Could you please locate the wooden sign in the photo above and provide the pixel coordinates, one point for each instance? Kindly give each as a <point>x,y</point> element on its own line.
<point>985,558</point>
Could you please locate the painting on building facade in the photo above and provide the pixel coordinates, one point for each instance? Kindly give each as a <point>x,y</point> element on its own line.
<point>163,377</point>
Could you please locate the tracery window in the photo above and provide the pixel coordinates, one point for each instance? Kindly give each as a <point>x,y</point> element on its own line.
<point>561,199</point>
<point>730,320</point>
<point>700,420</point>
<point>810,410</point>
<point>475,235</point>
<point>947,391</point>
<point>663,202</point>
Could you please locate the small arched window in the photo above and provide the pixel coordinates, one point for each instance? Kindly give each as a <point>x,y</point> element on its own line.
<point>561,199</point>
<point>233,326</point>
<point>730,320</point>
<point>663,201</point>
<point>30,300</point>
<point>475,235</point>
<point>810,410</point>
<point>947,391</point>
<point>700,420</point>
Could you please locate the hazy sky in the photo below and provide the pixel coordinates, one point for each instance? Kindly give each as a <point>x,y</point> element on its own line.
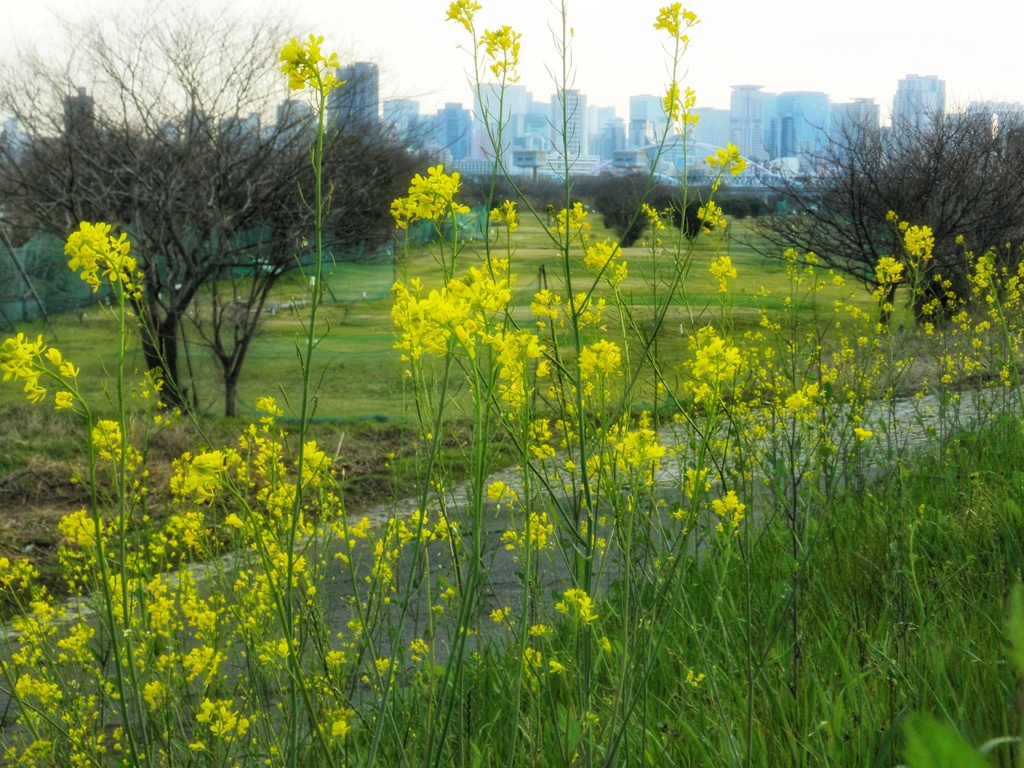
<point>847,49</point>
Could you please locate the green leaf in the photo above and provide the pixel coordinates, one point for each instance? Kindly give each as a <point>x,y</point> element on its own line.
<point>930,743</point>
<point>1015,630</point>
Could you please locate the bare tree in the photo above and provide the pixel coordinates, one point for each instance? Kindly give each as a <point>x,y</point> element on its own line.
<point>186,144</point>
<point>960,174</point>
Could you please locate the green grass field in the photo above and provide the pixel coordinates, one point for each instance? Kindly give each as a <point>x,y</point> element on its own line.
<point>360,375</point>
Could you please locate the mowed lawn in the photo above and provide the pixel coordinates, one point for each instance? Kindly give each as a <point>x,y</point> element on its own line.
<point>358,372</point>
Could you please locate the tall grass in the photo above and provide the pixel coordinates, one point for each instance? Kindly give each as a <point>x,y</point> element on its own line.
<point>763,553</point>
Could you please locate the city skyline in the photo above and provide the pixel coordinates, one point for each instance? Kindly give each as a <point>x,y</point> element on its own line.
<point>800,46</point>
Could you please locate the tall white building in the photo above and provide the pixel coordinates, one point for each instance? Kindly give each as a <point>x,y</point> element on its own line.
<point>568,124</point>
<point>747,121</point>
<point>919,100</point>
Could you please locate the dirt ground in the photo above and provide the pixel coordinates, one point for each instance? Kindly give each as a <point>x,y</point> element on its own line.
<point>39,491</point>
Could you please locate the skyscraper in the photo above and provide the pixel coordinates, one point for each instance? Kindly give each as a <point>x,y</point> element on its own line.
<point>79,112</point>
<point>919,100</point>
<point>401,115</point>
<point>747,121</point>
<point>456,130</point>
<point>568,112</point>
<point>801,124</point>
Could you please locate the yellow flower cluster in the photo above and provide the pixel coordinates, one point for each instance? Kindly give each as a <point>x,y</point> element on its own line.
<point>578,604</point>
<point>506,214</point>
<point>22,358</point>
<point>601,358</point>
<point>676,20</point>
<point>712,216</point>
<point>601,258</point>
<point>888,271</point>
<point>430,198</point>
<point>723,269</point>
<point>502,47</point>
<point>727,160</point>
<point>638,452</point>
<point>220,717</point>
<point>716,364</point>
<point>199,476</point>
<point>678,103</point>
<point>730,509</point>
<point>93,250</point>
<point>306,67</point>
<point>462,11</point>
<point>463,310</point>
<point>535,535</point>
<point>571,221</point>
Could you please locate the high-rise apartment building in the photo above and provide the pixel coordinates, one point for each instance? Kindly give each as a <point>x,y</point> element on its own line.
<point>456,130</point>
<point>711,132</point>
<point>568,124</point>
<point>401,116</point>
<point>800,126</point>
<point>747,121</point>
<point>79,112</point>
<point>919,100</point>
<point>646,115</point>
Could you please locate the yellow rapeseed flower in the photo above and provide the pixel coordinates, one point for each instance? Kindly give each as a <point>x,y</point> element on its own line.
<point>306,67</point>
<point>462,11</point>
<point>676,20</point>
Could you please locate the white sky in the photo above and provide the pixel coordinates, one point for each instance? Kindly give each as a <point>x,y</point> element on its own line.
<point>846,48</point>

* [Goal] The lines to reproduce run from the line containing "Could you please locate the yellow rapeseed" to the end of the listing; write them out exactly and add nothing.

* [Solution for this task]
Could you please locate the yellow rapeseed flower in the photo above and provide the pixel coordinates, one point for each instance? Kindly give each as a <point>x,y</point> element on its own line.
<point>306,67</point>
<point>462,11</point>
<point>676,20</point>
Could you please locate the white sky in the photo above and provide the pixel coordinates, one point for each instance? Kindly give each as a <point>x,y</point> element on its own line.
<point>846,48</point>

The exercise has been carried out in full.